[Task instructions]
Your output is the line containing "job: trace the outline of every instance of the **spectator" plus all lines after it to the end of the records, reproduced exactly, with nothing else.

[Raw records]
·····
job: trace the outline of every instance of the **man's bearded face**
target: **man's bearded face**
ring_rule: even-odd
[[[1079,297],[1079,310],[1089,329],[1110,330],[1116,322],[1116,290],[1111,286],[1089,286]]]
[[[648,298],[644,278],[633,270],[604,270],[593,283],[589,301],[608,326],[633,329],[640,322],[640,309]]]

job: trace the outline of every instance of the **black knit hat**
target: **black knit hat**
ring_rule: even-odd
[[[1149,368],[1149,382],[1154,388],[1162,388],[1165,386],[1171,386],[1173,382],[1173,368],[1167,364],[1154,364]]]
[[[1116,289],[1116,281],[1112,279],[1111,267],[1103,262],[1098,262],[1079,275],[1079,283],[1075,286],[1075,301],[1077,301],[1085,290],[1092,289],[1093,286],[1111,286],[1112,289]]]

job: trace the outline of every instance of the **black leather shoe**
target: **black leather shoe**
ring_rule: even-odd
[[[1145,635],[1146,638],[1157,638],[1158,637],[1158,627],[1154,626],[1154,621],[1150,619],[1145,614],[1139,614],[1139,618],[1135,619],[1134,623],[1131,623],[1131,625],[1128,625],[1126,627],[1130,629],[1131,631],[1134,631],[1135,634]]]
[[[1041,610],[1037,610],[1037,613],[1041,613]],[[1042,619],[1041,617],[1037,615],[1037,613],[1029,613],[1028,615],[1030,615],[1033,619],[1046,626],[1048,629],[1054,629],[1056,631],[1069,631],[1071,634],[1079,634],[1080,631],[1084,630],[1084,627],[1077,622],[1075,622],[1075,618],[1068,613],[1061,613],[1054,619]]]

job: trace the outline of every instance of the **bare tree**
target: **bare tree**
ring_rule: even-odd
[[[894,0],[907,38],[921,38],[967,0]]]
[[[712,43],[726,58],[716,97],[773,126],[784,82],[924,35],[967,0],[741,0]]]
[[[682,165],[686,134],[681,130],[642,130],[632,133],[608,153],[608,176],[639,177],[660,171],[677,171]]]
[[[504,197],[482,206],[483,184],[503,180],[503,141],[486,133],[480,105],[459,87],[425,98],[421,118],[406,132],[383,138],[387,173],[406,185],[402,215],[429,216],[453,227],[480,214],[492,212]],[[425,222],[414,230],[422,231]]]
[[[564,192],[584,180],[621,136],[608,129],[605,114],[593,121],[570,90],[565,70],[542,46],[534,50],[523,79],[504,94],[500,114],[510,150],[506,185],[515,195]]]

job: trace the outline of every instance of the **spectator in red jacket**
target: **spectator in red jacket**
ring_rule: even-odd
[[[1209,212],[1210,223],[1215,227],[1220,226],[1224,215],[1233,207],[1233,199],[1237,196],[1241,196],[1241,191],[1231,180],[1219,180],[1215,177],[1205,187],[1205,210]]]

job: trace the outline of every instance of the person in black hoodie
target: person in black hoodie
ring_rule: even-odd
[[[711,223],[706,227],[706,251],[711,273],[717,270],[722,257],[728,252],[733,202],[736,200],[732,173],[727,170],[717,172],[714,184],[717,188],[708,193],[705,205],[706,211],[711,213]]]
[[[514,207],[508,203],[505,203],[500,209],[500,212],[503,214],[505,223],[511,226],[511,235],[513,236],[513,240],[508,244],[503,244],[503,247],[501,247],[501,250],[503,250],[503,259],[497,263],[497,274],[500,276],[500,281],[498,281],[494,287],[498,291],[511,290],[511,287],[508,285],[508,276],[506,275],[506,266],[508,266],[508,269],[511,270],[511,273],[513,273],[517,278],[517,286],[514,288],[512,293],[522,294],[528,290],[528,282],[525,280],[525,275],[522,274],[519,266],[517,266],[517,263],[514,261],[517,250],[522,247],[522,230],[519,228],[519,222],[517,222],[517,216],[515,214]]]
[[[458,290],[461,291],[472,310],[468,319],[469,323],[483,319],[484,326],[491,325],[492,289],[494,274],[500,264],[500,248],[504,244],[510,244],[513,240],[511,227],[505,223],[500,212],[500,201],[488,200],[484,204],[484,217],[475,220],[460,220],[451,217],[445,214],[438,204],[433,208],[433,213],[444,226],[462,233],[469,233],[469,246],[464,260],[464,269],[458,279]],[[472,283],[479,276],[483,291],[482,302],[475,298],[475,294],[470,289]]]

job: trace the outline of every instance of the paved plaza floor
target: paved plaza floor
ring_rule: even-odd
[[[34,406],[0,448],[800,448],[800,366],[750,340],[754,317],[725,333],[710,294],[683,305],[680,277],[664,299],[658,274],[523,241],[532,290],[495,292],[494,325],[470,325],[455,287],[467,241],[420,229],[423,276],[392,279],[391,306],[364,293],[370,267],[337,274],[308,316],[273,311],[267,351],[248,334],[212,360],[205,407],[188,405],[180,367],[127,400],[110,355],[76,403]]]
·····
[Answer to this exercise]
job: trace the outline of every instance of the **spectator in red jacket**
target: **spectator in red jacket**
ring_rule: even-odd
[[[1209,212],[1210,223],[1215,227],[1220,226],[1224,215],[1233,207],[1233,199],[1237,196],[1241,196],[1241,191],[1231,180],[1219,180],[1215,177],[1205,187],[1205,210]]]

job: trace the outline of every instance of the person in black hoodie
target: person in black hoodie
ring_rule: even-odd
[[[711,223],[706,227],[706,251],[711,273],[717,270],[722,257],[728,252],[733,202],[736,200],[732,173],[727,170],[717,172],[714,184],[717,188],[708,193],[705,205],[706,211],[711,213]]]
[[[514,207],[508,203],[505,203],[500,209],[500,212],[503,214],[505,223],[511,226],[511,235],[513,236],[513,240],[508,244],[503,244],[503,247],[501,247],[501,250],[503,250],[503,259],[497,263],[497,274],[500,276],[500,281],[498,281],[494,287],[498,291],[511,290],[511,287],[508,285],[508,276],[506,275],[506,266],[508,266],[508,269],[511,270],[511,273],[513,273],[517,278],[517,286],[514,288],[512,293],[522,294],[528,290],[528,282],[525,280],[525,275],[522,274],[519,266],[517,266],[517,263],[514,261],[517,250],[522,247],[522,230],[519,228],[519,222],[517,222],[517,216],[515,214]]]
[[[458,290],[461,291],[472,310],[468,319],[469,323],[483,319],[484,326],[491,325],[492,289],[494,274],[500,264],[500,248],[504,244],[510,244],[513,240],[511,227],[505,223],[500,212],[500,201],[488,200],[484,204],[484,217],[475,220],[460,220],[451,217],[445,214],[438,204],[433,208],[433,213],[444,226],[462,233],[469,233],[469,246],[464,260],[464,269],[458,279]],[[472,283],[479,276],[483,291],[482,302],[475,298],[475,294],[470,289]]]

job: trace the outline of every instance of the paved plaza floor
target: paved plaza floor
ring_rule: even-odd
[[[34,406],[0,448],[800,448],[800,366],[750,340],[754,317],[725,333],[710,294],[683,305],[680,277],[664,299],[658,274],[523,241],[532,290],[495,292],[494,325],[470,325],[455,287],[467,241],[420,229],[423,276],[392,279],[391,306],[364,293],[370,267],[337,274],[308,316],[273,311],[267,351],[248,334],[212,360],[205,407],[188,405],[180,367],[127,400],[110,355],[76,403]]]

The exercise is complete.